_Work required_
Once you reach the line containing "box: [273, 82, 350, 117]" in the entries below, write out that line and each one after it down to the line containing "box: [301, 104, 337, 116]", exactly and with nothing added.

_Data supplied_
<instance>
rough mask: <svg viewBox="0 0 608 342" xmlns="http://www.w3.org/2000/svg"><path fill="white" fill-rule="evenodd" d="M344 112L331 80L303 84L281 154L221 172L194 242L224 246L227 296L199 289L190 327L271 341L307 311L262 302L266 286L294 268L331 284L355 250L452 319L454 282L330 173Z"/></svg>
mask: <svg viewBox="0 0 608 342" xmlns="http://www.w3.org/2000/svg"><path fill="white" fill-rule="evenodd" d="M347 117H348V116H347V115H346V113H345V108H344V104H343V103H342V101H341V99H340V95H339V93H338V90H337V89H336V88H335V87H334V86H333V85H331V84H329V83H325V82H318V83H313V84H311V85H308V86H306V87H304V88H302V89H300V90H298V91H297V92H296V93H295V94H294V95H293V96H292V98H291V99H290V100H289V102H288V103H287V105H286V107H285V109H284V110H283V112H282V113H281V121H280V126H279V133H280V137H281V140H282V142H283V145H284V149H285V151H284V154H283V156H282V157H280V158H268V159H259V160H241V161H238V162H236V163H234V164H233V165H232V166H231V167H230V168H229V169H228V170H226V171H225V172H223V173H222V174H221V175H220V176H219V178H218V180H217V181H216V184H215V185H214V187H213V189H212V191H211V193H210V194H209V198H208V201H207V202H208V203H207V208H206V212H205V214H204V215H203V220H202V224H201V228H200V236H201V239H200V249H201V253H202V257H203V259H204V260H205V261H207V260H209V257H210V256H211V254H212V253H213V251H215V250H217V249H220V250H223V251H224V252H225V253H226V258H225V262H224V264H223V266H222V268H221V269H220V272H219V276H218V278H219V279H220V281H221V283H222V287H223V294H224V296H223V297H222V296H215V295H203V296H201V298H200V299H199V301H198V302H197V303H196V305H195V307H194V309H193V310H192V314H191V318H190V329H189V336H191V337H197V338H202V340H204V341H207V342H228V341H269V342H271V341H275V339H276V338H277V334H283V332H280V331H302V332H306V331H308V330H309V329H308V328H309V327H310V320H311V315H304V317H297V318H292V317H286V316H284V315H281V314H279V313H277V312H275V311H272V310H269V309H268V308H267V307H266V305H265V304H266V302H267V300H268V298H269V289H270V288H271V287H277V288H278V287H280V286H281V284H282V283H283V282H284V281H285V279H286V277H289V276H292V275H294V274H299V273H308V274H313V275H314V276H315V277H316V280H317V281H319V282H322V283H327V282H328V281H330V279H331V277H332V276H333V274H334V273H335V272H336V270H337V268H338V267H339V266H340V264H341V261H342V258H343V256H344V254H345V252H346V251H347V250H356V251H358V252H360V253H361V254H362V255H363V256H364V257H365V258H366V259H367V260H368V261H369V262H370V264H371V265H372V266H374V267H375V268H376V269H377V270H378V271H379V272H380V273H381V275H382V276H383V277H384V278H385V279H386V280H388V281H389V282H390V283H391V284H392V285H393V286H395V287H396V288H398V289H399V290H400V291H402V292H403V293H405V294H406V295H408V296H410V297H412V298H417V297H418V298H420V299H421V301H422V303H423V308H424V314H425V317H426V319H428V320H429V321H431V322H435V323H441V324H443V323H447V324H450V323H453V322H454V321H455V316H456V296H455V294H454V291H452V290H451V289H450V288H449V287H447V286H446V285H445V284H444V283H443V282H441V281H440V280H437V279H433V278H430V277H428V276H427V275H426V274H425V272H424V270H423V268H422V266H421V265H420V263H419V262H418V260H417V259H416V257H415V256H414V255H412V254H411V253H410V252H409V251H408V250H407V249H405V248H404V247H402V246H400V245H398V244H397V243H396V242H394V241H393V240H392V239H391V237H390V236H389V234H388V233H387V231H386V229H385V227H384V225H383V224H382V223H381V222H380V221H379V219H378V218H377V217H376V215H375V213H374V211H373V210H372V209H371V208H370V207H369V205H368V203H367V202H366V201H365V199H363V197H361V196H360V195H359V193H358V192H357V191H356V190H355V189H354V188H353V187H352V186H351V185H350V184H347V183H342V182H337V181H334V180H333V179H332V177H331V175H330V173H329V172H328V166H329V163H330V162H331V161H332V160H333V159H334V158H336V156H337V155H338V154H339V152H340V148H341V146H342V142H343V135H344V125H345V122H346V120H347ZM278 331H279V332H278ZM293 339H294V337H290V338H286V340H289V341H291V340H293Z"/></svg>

==

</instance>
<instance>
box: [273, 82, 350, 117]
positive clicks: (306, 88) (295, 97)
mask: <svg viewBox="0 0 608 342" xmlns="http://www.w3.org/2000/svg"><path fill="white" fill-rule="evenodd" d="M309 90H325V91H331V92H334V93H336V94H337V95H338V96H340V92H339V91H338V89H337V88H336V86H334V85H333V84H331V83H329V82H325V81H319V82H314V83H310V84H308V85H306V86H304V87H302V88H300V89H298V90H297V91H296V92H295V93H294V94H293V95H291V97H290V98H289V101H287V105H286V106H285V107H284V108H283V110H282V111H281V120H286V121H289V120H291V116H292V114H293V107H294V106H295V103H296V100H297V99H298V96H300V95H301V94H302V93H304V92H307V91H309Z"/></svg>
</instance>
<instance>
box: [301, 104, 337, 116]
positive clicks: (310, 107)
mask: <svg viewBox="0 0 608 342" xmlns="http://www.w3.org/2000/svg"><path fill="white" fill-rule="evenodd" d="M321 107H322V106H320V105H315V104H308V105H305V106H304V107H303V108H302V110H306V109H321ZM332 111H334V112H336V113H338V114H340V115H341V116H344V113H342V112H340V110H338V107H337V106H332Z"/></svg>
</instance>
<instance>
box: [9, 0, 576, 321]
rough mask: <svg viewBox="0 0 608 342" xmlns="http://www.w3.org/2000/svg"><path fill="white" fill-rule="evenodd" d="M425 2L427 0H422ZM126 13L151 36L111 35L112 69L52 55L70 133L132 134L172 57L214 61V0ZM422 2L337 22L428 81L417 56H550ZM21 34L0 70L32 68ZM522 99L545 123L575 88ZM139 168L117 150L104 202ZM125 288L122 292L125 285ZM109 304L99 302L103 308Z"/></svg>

_Solution to this task_
box: [273, 82, 350, 117]
positive clicks: (306, 88) (295, 97)
mask: <svg viewBox="0 0 608 342" xmlns="http://www.w3.org/2000/svg"><path fill="white" fill-rule="evenodd" d="M309 90H325V91H331V92H334V93H336V94H337V95H338V96H340V92H339V91H338V89H337V88H336V86H334V85H333V84H331V83H329V82H325V81H319V82H314V83H310V84H308V85H306V86H304V87H302V88H300V89H298V90H297V91H296V92H295V93H294V94H293V95H291V97H290V98H289V101H287V105H286V106H285V107H284V108H283V110H282V111H281V120H286V121H289V120H291V116H292V114H293V107H294V106H295V103H296V100H297V99H298V96H300V95H301V94H302V93H304V92H307V91H309Z"/></svg>
</instance>
<instance>
box: [301, 104, 337, 116]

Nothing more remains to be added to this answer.